▸ DATASET EXCERPTS:
— START —
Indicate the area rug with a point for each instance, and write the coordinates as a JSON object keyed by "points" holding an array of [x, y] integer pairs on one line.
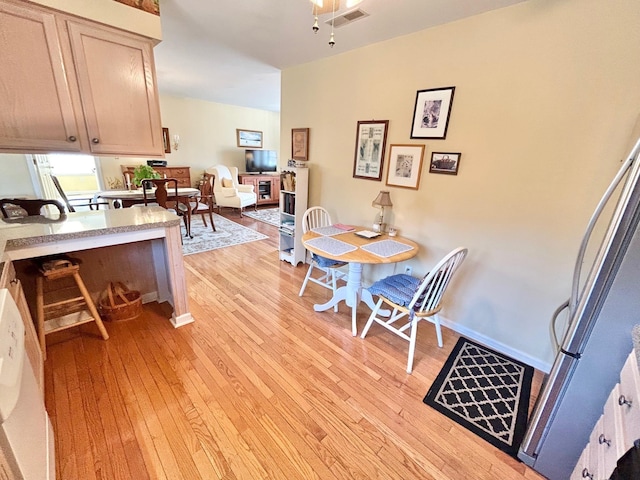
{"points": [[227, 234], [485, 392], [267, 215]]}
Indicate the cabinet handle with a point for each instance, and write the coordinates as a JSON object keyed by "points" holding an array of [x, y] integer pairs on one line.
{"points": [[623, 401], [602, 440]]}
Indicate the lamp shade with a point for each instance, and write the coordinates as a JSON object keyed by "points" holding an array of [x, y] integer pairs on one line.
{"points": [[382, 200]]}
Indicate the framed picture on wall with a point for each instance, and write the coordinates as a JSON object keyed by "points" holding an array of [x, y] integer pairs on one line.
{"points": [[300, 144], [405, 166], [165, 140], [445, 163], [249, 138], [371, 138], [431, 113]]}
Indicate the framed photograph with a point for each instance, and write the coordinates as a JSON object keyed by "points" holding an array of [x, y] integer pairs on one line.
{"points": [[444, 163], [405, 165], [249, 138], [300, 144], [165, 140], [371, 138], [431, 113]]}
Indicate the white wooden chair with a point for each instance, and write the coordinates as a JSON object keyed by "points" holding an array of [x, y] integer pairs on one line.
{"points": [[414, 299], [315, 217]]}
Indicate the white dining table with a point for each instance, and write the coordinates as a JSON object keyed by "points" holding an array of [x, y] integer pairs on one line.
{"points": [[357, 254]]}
— END —
— START —
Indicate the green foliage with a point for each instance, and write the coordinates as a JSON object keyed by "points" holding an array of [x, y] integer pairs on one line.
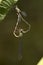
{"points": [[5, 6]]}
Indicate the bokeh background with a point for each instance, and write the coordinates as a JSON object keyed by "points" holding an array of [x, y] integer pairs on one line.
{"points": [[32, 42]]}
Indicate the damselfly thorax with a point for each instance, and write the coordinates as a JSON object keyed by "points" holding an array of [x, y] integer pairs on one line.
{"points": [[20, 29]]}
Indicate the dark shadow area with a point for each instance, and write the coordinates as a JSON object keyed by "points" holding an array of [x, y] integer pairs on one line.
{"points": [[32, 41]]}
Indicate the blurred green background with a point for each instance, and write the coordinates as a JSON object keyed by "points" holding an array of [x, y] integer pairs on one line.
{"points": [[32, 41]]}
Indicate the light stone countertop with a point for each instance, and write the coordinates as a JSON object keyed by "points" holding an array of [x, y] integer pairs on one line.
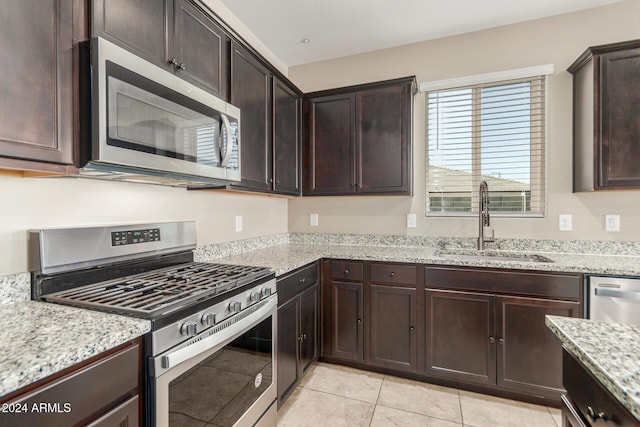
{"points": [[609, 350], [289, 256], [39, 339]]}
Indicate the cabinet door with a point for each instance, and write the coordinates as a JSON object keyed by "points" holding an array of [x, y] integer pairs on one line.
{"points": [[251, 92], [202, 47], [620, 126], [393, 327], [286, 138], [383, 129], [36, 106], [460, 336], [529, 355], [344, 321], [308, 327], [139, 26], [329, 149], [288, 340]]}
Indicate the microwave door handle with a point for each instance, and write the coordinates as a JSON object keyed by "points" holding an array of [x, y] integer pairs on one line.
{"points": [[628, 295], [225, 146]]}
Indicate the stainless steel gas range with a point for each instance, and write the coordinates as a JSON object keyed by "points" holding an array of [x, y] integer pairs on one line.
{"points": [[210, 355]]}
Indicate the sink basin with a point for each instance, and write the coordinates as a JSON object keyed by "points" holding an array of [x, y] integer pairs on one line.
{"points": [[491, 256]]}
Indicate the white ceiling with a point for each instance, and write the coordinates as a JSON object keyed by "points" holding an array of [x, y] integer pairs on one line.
— END —
— START —
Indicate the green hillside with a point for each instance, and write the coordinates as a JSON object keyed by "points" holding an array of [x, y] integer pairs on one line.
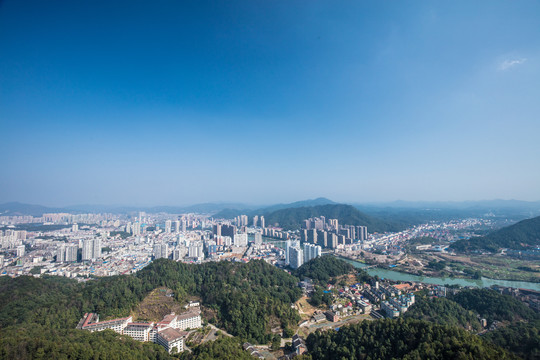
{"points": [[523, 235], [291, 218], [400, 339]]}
— END —
▸ WHAT YOU NEED TO DO: Turn the lines above, from the line with "Indicate the blurred" to the line with "Indicate the white ceiling", into a JSON list of strings, one string per line, skipping any blank lines and leaving out the picture.

▸ TASK ANSWER:
[
  "Indicate the blurred green background with a point for each instance, and write the coordinates as a JSON object keyed by \"points\" holding an array of [x, y] integer pairs on one line.",
  "{\"points\": [[32, 41]]}",
  "Indicate the light stone countertop with a point for each instance, and write the coordinates as a JSON object keyed by \"points\" holding an array of [x, y] integer pairs on one line.",
  "{\"points\": [[609, 350], [289, 256], [39, 339]]}",
  "Indicate the cabinet door with a point for each instance, and write the coordinates as a JSON object keyed by \"points\" holding an array of [x, y] integer pairs on one line.",
  "{\"points\": [[251, 92], [202, 47], [620, 126], [393, 327], [286, 138], [383, 129], [36, 106], [460, 336], [529, 355], [344, 321], [308, 327], [139, 26], [329, 149], [288, 340]]}",
  "Indicate the microwave door handle with a point for each instance, and write the coordinates as a JSON object keyed by \"points\" holding an array of [x, y] integer pairs on one line.",
  "{\"points\": [[628, 295], [225, 146]]}",
  "Indicate the stainless steel gas range with a point for each instance, and write the coordinates as a JSON object keyed by \"points\" holding an array of [x, y] integer pairs on one line.",
  "{\"points\": [[210, 355]]}",
  "Indicate the sink basin with a point for each instance, and write the coordinates as a JSON object keyed by \"points\" holding an array of [x, y] integer pairs on one line.",
  "{\"points\": [[491, 256]]}",
  "Indicate the white ceiling with a point for each instance, and write the coordinates as a JSON object keyed by \"points\" holding an array of [x, y] integer pairs on one line."
]